====== TEXTO DE LEITURA ======

O problema de origem, portanto, parece ser o de não-aceitação da própria humanidade com todo o arsenal presente neste pacote, no qual vige tanto um impulso de vida como uma ‘pulsão de morte’, para enunciar Freud em Além do princípio do prazer (1920/2010). Comentando esse opúsculo freudiano, Lacan observou de modo perspicaz que numa mesma psique podemos encontrar “vontade de destruição”, sim, mas também “vontade de recomeçar com novos custos” ou “vontade de criação a partir de nada, vontade de recomeçar” (Lacan, 1988, p. 259-260). Ou seja, no mesmo processo em que alguém é movido pelo impulso de queimar pontes previamente percorridas, também pode haver o impulso de construção de novas pontes e novos caminhos. O impulso de destruição, assim, acompanha a vontade de superação, de modo que renegar uma parte pode implicar em impossibilitar a outra.

======

- O QUE FAZER -
Transcreva do texto de leitura o trecho que vai de "O problema de" até "impossibilitar a outra.".

====== MATERIAL FORNECIDO ======

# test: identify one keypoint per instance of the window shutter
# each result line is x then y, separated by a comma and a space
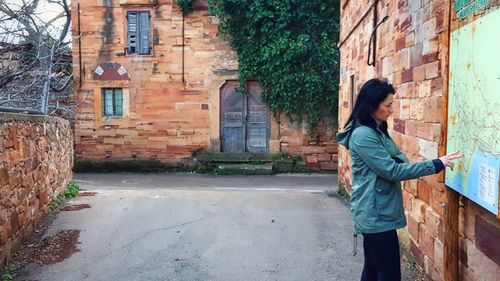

======

- RESPOSTA DA TAREFA -
O problema de origem, portanto, parece ser o de não-aceitação da própria humanidade com todo o arsenal presente neste pacote, no qual vige tanto um impulso de vida como uma ‘pulsão de morte’, para enunciar Freud em Além do princípio do prazer (1920/2010). Comentando esse opúsculo freudiano, Lacan observou de modo perspicaz que numa mesma psique podemos encontrar “vontade de destruição”, sim, mas também “vontade de recomeçar com novos custos” ou “vontade de criação a partir de nada, vontade de recomeçar” (Lacan, 1988, p. 259-260). Ou seja, no mesmo processo em que alguém é movido pelo impulso de queimar pontes previamente percorridas, também pode haver o impulso de construção de novas pontes e novos caminhos. O impulso de destruição, assim, acompanha a vontade de superação, de modo que renegar uma parte pode implicar em impossibilitar a outra.